___ STORED DATA

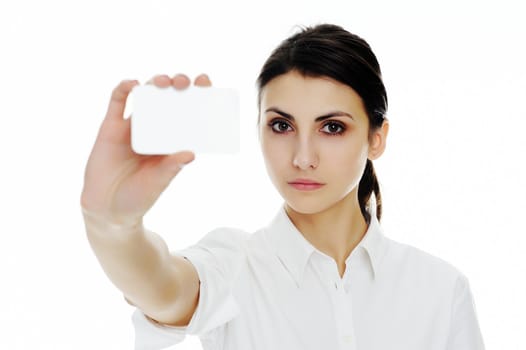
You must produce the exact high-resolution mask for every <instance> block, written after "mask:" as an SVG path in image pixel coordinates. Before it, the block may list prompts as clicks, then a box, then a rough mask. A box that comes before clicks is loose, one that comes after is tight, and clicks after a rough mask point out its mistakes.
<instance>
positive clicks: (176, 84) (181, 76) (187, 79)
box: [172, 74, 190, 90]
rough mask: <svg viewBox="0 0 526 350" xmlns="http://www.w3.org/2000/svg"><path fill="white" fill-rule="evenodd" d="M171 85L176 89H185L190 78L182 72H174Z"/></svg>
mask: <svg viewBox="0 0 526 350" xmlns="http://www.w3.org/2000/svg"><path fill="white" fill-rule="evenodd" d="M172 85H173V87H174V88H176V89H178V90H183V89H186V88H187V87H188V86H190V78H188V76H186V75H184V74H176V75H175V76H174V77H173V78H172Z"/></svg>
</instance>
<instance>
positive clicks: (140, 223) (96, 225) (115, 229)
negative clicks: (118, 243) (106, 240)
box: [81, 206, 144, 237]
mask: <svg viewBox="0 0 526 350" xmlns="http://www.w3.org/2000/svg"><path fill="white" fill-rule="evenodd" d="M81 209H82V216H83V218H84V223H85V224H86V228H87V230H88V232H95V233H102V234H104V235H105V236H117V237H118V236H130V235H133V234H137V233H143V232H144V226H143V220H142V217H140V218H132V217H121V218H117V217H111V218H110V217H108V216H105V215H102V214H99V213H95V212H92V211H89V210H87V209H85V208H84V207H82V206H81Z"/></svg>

______
___ STORED DATA

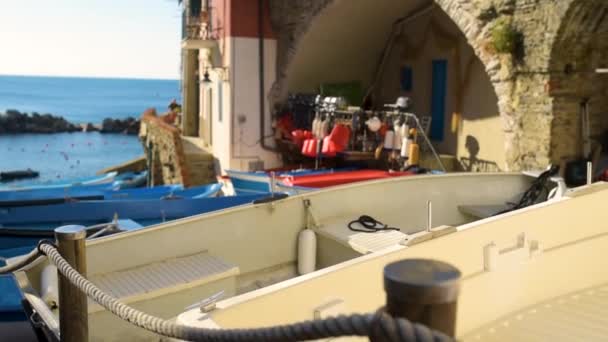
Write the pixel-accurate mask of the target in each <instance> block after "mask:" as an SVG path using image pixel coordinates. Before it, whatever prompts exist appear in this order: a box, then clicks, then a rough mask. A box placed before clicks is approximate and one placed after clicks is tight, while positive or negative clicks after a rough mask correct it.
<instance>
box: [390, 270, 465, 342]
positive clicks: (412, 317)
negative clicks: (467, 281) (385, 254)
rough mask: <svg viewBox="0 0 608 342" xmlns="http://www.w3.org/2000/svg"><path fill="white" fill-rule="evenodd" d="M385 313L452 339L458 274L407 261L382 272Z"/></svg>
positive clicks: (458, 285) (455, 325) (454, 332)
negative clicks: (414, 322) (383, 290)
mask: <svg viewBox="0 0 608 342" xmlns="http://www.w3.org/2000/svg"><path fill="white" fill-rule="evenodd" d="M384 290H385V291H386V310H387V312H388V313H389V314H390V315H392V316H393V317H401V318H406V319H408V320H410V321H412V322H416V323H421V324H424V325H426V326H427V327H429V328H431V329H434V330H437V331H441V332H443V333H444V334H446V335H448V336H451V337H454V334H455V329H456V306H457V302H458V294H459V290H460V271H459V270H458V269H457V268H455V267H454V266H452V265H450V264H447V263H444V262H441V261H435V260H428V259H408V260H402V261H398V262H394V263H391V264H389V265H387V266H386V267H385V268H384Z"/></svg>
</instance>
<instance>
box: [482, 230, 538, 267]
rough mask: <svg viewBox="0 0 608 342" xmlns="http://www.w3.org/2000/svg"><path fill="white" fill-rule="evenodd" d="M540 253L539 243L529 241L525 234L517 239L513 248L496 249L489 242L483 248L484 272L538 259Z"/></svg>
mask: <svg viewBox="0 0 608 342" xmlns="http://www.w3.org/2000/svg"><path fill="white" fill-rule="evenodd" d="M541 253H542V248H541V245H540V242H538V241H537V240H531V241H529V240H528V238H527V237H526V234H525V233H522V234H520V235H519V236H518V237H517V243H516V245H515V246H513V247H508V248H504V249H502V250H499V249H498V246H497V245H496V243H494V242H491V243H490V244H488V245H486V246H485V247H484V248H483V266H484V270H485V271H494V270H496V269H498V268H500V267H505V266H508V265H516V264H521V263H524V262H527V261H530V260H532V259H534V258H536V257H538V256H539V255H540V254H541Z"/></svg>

______
___ STORED DATA

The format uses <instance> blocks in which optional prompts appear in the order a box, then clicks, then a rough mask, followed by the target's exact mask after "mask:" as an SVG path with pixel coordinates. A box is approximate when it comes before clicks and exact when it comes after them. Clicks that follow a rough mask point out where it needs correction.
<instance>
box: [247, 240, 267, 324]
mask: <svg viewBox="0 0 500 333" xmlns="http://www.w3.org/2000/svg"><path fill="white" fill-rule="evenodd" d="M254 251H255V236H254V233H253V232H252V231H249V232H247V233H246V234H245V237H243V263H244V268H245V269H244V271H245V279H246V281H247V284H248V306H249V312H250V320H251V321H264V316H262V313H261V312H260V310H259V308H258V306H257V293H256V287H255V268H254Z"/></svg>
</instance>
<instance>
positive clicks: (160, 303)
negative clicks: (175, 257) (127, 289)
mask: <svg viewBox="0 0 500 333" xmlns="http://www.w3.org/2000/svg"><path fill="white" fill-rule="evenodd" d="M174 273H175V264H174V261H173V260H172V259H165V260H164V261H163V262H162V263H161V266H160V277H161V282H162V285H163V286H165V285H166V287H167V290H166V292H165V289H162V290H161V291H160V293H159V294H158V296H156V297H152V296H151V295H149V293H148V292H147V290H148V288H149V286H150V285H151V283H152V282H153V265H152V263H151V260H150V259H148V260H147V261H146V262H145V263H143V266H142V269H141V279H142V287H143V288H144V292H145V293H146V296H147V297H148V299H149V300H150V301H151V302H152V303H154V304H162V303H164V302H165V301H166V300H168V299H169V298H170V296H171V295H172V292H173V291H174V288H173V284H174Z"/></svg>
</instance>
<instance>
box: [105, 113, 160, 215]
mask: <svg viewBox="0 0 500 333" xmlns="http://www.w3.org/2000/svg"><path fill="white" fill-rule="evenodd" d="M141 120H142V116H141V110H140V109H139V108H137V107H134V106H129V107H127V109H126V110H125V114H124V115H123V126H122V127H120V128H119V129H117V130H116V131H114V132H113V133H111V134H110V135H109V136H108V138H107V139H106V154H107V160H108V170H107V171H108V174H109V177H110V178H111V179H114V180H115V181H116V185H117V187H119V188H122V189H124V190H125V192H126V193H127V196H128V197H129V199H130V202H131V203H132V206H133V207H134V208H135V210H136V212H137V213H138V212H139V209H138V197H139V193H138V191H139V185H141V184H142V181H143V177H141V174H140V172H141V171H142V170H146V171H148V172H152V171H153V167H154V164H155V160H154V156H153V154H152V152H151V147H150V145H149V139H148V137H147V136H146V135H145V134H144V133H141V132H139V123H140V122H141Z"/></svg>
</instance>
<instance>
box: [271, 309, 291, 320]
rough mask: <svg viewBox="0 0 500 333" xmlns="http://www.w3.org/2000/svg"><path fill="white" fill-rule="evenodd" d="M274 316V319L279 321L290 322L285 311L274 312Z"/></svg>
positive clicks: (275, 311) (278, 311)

______

-- YOUR OBJECTIVE --
Report all lines above with "tight".

-- SOLVED PROBLEM --
You must produce the exact high-resolution mask for every <instance> block, written after "mask:" as an SVG path in image pixel coordinates. Before it, the block may list prompts as clicks, then a box, then a rough mask. A box that comes before clicks is loose, one that comes after is tight, and clicks after a rough mask point out its mistakes.
Write the pixel-accurate mask of the target in each <instance> block after "mask:" as an SVG path using image pixel coordinates. Before it, whatever prompts exist appear in this order: a box, then clicks, then a rough mask. A box placed before clicks is approximate and one placed after clicks is tight, while positive or negative clicks after a rough mask correct it.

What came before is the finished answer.